Travail à réaliser => Résumez en deux phrases le texte sur la procédure contentieuse antérieure, s'il vous plaît.

Texte cité =>
▼

Procédure contentieuse antérieure :

Mme D... E... B... a demandé au tribunal administratif d'Orléans, d'une part, d'annuler l'arrêté du 1er juillet 2021 par lequel la préfète d'Indre-et-Loire l'a obligée à quitter le territoire français dans un délai de trente jours et a fixé son pays d'origine, la République Démocratique du Congo, ou tout autre pays dans lequel elle est légalement admissible, comme pays de renvoi, et, d'autre part, d'enjoindre à la préfète d'Indre-et-Loire de lui délivrer un titre de séjour temporaire sous astreinte de 100 euros par jour de retard à compter du délai de quinze jours suivant la notification du jugement.

Par un jugement n° 2102730 du 27 octobre 2021, le tribunal administratif d'Orléans a annulé l'arrêté du 1er juillet 2021 en tant qu'il fixe la République démocratique du Congo comme pays de renvoi et a rejeté le surplus des conclusions présentées par Mme B....

▲

Données fournies =>

▼

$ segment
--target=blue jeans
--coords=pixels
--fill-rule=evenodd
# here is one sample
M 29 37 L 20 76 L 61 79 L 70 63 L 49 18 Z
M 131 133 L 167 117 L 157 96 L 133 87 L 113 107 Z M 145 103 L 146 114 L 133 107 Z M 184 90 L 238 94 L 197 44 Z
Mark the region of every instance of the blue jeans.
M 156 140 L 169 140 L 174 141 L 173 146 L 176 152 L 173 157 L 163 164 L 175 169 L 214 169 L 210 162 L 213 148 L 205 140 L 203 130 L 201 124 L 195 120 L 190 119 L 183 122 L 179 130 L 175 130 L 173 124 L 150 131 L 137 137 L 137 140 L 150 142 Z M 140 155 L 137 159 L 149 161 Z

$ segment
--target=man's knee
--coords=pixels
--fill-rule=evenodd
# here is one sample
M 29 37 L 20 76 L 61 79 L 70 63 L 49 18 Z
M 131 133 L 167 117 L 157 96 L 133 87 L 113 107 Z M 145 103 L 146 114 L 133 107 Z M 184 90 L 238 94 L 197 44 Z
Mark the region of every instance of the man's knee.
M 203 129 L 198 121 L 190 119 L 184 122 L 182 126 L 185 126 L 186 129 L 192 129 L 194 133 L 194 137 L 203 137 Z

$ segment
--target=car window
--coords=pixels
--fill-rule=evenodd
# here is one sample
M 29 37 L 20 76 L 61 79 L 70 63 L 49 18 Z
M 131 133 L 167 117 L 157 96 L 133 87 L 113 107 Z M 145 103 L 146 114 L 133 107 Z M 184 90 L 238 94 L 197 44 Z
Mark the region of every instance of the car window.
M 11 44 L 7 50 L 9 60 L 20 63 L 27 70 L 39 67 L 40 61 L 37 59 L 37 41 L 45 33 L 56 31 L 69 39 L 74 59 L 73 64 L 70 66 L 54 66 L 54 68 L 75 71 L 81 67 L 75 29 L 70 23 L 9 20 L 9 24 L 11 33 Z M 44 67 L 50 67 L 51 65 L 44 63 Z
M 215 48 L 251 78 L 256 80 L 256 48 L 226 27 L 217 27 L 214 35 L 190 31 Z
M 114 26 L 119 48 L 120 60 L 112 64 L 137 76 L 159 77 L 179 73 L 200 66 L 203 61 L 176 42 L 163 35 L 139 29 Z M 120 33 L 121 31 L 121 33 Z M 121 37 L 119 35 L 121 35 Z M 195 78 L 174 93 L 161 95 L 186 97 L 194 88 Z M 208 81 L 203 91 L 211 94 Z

▲

Réponse => Mme D... E... B... a demandé au tribunal administratif d'Orléans d'annuler l'arrêté du 1er juillet 2021 par lequel la préfète d'Indre-et-Loire l'a obligée à quitter le territoire français dans un délai de trente jours et a fixé la République démocratique du Congo comme pays de renvoi. Elle a aussi demandé d'enjoindre à la préfète de lui délivrer un titre de séjour temporaire sous astreinte, mais par un jugement du 27 octobre 2021, le tribunal a seulement annulé l'arrêté en tant qu'il fixe ce pays de renvoi et a rejeté le surplus de ses conclusions.